» Directions
Reproduce the items below, from the line containing "As a warehouse robot's perception module, locate person in pink" through the end of the items, inclusive, with every request kept, and shift each bounding-box coordinate in the answers by adding -134 to it.

_____

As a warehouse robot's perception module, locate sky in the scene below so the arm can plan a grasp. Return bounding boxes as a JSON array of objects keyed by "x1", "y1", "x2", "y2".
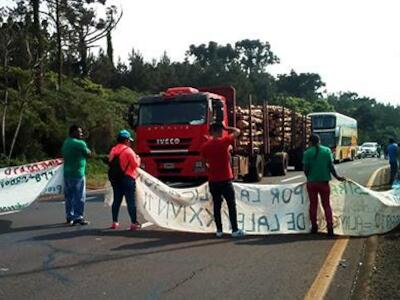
[
  {"x1": 101, "y1": 0, "x2": 400, "y2": 105},
  {"x1": 0, "y1": 0, "x2": 400, "y2": 105}
]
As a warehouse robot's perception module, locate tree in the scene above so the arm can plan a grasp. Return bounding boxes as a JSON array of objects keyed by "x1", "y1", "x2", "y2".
[
  {"x1": 30, "y1": 0, "x2": 44, "y2": 94},
  {"x1": 235, "y1": 39, "x2": 279, "y2": 76},
  {"x1": 277, "y1": 70, "x2": 325, "y2": 100},
  {"x1": 62, "y1": 0, "x2": 122, "y2": 77}
]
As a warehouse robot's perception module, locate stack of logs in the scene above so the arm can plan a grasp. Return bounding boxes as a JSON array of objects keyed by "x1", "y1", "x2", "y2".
[{"x1": 236, "y1": 105, "x2": 311, "y2": 152}]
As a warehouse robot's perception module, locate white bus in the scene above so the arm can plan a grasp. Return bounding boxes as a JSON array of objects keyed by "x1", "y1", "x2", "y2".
[{"x1": 309, "y1": 112, "x2": 358, "y2": 162}]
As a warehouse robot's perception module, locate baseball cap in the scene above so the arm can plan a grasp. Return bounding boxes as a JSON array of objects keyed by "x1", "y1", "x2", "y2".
[{"x1": 118, "y1": 129, "x2": 133, "y2": 142}]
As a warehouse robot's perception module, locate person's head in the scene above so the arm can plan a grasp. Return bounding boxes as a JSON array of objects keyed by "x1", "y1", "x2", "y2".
[
  {"x1": 117, "y1": 129, "x2": 133, "y2": 145},
  {"x1": 69, "y1": 125, "x2": 83, "y2": 139},
  {"x1": 310, "y1": 134, "x2": 321, "y2": 146},
  {"x1": 209, "y1": 123, "x2": 224, "y2": 137}
]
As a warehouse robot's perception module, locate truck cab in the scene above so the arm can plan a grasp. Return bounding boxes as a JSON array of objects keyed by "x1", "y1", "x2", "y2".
[{"x1": 132, "y1": 87, "x2": 228, "y2": 181}]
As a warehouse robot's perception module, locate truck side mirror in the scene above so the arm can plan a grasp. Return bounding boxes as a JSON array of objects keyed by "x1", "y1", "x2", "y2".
[
  {"x1": 214, "y1": 100, "x2": 224, "y2": 123},
  {"x1": 128, "y1": 103, "x2": 139, "y2": 129}
]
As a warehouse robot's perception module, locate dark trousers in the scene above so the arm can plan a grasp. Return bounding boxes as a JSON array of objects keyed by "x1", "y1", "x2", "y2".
[
  {"x1": 307, "y1": 182, "x2": 333, "y2": 231},
  {"x1": 64, "y1": 177, "x2": 86, "y2": 222},
  {"x1": 208, "y1": 181, "x2": 238, "y2": 232},
  {"x1": 111, "y1": 176, "x2": 137, "y2": 223},
  {"x1": 389, "y1": 161, "x2": 399, "y2": 185}
]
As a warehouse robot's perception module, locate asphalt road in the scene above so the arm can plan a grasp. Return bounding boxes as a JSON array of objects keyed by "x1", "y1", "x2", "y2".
[{"x1": 0, "y1": 159, "x2": 387, "y2": 299}]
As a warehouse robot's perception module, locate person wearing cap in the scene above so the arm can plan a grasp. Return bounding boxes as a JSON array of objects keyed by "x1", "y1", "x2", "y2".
[
  {"x1": 109, "y1": 129, "x2": 141, "y2": 231},
  {"x1": 201, "y1": 123, "x2": 245, "y2": 238},
  {"x1": 61, "y1": 125, "x2": 91, "y2": 225},
  {"x1": 303, "y1": 134, "x2": 345, "y2": 237}
]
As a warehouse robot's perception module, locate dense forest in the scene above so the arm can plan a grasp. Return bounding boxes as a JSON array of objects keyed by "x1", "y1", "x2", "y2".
[{"x1": 0, "y1": 0, "x2": 400, "y2": 163}]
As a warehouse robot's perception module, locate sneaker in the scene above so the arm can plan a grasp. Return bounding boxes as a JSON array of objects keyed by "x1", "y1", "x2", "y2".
[
  {"x1": 71, "y1": 219, "x2": 90, "y2": 225},
  {"x1": 129, "y1": 222, "x2": 142, "y2": 231},
  {"x1": 328, "y1": 228, "x2": 335, "y2": 238},
  {"x1": 110, "y1": 222, "x2": 119, "y2": 229},
  {"x1": 232, "y1": 229, "x2": 246, "y2": 237},
  {"x1": 215, "y1": 231, "x2": 224, "y2": 239}
]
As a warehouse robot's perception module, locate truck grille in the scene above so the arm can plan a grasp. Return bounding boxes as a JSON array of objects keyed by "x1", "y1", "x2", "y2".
[{"x1": 147, "y1": 138, "x2": 192, "y2": 155}]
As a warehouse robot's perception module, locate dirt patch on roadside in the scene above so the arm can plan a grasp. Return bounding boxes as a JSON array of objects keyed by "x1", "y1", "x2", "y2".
[{"x1": 368, "y1": 226, "x2": 400, "y2": 300}]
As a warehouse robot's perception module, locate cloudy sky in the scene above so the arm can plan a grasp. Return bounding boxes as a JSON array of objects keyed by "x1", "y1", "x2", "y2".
[{"x1": 101, "y1": 0, "x2": 400, "y2": 105}]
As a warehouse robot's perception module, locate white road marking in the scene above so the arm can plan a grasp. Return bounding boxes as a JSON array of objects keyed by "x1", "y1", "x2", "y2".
[
  {"x1": 141, "y1": 222, "x2": 154, "y2": 228},
  {"x1": 281, "y1": 175, "x2": 304, "y2": 182}
]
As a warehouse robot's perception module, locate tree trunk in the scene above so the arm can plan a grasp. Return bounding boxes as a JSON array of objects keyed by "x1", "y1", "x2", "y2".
[
  {"x1": 1, "y1": 101, "x2": 8, "y2": 155},
  {"x1": 1, "y1": 43, "x2": 8, "y2": 155},
  {"x1": 55, "y1": 0, "x2": 63, "y2": 90},
  {"x1": 107, "y1": 31, "x2": 114, "y2": 66},
  {"x1": 31, "y1": 0, "x2": 43, "y2": 94},
  {"x1": 8, "y1": 102, "x2": 26, "y2": 159},
  {"x1": 79, "y1": 36, "x2": 88, "y2": 77}
]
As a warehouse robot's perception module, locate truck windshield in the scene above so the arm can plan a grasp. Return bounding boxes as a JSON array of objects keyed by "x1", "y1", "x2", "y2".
[
  {"x1": 138, "y1": 100, "x2": 207, "y2": 125},
  {"x1": 318, "y1": 132, "x2": 336, "y2": 148},
  {"x1": 311, "y1": 115, "x2": 336, "y2": 129}
]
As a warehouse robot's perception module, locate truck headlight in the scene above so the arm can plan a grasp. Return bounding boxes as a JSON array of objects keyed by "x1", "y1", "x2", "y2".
[{"x1": 193, "y1": 160, "x2": 206, "y2": 172}]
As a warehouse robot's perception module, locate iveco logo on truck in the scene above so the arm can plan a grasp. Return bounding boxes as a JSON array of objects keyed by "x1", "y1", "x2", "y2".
[{"x1": 156, "y1": 138, "x2": 181, "y2": 145}]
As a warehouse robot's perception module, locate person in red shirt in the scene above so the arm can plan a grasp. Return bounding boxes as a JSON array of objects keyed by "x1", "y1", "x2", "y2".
[
  {"x1": 201, "y1": 123, "x2": 245, "y2": 238},
  {"x1": 108, "y1": 129, "x2": 141, "y2": 230}
]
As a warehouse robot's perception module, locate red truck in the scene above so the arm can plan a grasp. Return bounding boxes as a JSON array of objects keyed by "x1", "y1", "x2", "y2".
[{"x1": 129, "y1": 86, "x2": 308, "y2": 182}]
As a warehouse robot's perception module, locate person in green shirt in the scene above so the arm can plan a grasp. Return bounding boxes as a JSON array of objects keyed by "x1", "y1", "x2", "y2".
[
  {"x1": 61, "y1": 125, "x2": 91, "y2": 225},
  {"x1": 303, "y1": 134, "x2": 345, "y2": 236}
]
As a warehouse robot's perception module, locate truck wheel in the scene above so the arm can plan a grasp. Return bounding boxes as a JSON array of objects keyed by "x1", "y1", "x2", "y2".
[
  {"x1": 271, "y1": 152, "x2": 289, "y2": 176},
  {"x1": 244, "y1": 155, "x2": 264, "y2": 182}
]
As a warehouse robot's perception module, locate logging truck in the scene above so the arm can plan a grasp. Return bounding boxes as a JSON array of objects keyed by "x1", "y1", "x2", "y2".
[{"x1": 129, "y1": 86, "x2": 311, "y2": 182}]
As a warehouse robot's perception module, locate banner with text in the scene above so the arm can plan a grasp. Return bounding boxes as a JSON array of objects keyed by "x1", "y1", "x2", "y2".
[
  {"x1": 131, "y1": 170, "x2": 400, "y2": 236},
  {"x1": 0, "y1": 159, "x2": 63, "y2": 215},
  {"x1": 0, "y1": 159, "x2": 400, "y2": 236}
]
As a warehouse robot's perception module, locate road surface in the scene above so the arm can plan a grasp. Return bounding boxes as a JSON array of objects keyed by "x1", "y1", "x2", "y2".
[{"x1": 0, "y1": 158, "x2": 387, "y2": 299}]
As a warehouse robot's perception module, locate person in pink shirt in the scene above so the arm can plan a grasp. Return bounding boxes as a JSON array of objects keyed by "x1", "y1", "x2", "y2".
[{"x1": 109, "y1": 129, "x2": 141, "y2": 231}]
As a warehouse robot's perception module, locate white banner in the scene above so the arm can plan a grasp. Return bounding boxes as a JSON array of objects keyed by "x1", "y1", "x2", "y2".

_____

» Result for this exercise
As a warehouse robot's perception module, locate person in pink shirt in the scene above so the arm can plan a grasp. Return bounding boxes as a JSON array of objects keyed by "x1", "y1", "x2", "y2".
[{"x1": -25, "y1": -5, "x2": 7, "y2": 97}]
As a warehouse robot's perception module, locate white banner in the scene above so the arm can plan a grasp. Return bounding boxes as a JSON array of objects keyed by "x1", "y1", "x2", "y2".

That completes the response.